Reproduce word for word the part of the items below that opens with the line containing "For every instance of the woman in red" and runs through the last line of the items, including both ends.

[Dataset entries]
[start]

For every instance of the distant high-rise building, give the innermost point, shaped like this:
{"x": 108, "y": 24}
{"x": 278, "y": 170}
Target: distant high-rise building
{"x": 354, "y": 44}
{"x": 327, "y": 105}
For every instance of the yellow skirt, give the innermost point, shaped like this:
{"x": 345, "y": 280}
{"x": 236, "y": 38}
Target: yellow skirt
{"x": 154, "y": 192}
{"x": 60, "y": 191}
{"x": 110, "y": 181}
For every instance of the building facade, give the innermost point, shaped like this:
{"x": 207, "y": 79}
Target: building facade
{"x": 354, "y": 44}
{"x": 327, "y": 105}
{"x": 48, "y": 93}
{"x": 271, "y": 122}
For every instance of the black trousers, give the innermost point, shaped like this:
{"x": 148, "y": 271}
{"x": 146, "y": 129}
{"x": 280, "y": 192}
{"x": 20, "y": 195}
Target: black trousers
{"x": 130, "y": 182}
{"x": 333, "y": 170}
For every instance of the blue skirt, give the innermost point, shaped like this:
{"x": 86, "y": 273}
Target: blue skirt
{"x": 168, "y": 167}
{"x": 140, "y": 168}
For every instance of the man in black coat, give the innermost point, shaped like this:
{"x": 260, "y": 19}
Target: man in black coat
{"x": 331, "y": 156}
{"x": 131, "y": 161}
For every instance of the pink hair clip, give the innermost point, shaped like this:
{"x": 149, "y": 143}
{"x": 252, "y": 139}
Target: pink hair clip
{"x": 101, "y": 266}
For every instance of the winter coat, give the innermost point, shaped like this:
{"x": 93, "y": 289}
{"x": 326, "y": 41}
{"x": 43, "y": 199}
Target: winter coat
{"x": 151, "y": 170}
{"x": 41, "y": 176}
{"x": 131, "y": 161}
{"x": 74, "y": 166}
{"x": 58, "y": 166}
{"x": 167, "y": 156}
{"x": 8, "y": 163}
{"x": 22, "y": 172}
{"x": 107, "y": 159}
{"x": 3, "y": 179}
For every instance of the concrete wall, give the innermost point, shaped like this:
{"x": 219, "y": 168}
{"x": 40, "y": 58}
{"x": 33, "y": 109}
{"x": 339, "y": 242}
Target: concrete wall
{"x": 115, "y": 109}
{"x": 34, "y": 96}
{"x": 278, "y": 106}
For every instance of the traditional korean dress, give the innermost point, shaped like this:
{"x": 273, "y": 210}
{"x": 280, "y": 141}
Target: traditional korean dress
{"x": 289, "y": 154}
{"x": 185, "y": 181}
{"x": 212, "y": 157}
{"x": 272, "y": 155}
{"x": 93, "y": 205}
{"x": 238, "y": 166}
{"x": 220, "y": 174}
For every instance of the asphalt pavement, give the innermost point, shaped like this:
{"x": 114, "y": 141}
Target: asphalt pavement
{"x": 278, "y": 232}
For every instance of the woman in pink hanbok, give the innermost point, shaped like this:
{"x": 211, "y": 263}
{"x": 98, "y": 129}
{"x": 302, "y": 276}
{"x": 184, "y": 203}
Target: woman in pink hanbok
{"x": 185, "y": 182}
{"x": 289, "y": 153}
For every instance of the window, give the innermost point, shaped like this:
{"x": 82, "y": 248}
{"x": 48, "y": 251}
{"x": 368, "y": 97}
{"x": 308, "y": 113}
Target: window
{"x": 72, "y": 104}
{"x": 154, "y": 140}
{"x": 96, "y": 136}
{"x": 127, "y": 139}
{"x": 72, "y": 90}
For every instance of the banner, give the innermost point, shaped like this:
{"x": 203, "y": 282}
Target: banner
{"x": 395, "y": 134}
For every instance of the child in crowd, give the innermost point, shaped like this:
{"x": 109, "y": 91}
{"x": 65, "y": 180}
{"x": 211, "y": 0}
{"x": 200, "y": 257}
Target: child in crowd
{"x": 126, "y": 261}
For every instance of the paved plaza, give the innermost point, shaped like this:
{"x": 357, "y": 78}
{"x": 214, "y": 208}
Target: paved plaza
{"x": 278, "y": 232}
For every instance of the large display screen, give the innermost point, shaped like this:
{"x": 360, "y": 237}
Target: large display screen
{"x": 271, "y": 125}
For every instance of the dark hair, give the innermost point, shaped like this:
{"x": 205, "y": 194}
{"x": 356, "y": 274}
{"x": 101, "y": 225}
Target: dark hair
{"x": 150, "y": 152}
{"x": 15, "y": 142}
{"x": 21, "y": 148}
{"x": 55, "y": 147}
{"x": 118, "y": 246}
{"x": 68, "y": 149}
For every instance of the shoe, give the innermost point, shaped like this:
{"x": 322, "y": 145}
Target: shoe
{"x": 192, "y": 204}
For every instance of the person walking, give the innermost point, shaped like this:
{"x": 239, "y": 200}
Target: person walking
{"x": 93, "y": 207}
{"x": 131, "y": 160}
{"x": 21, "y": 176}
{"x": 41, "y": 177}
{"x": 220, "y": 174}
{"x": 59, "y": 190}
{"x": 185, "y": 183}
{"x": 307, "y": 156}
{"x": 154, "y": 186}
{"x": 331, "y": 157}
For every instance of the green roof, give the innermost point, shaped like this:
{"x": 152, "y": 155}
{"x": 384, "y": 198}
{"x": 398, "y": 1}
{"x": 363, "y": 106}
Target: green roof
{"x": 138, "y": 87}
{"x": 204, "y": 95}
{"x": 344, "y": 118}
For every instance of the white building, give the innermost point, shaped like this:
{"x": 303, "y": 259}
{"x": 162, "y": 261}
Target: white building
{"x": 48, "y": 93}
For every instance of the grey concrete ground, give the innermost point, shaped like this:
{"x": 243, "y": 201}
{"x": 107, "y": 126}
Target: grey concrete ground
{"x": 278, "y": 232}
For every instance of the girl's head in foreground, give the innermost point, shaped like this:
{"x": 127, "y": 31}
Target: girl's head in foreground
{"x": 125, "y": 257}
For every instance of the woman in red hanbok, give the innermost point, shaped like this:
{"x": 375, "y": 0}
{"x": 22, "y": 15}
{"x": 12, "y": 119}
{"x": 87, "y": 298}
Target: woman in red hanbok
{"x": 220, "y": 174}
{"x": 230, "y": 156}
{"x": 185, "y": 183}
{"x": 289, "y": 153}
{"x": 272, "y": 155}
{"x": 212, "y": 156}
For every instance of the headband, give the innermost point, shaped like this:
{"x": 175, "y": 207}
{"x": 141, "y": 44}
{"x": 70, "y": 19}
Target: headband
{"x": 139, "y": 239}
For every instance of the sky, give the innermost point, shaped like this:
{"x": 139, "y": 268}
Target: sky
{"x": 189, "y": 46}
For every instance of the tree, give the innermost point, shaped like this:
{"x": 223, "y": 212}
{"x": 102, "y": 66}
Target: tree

[end]

FINISHED ANSWER.
For every instance of the woman in red hanbok, give the innermost point, shaped like this:
{"x": 375, "y": 0}
{"x": 22, "y": 15}
{"x": 12, "y": 119}
{"x": 87, "y": 298}
Target: woman in red hanbok
{"x": 220, "y": 174}
{"x": 230, "y": 156}
{"x": 185, "y": 183}
{"x": 289, "y": 153}
{"x": 272, "y": 155}
{"x": 212, "y": 156}
For every instance of the headband, give the innermost point, shaped like this:
{"x": 175, "y": 207}
{"x": 141, "y": 44}
{"x": 70, "y": 19}
Target: headband
{"x": 139, "y": 239}
For every instance of the sky, give the innermost point, shaped like this:
{"x": 139, "y": 268}
Target: sky
{"x": 189, "y": 46}
For every instance of the tree, give the innermost point, shaped like this:
{"x": 223, "y": 212}
{"x": 102, "y": 66}
Target: tree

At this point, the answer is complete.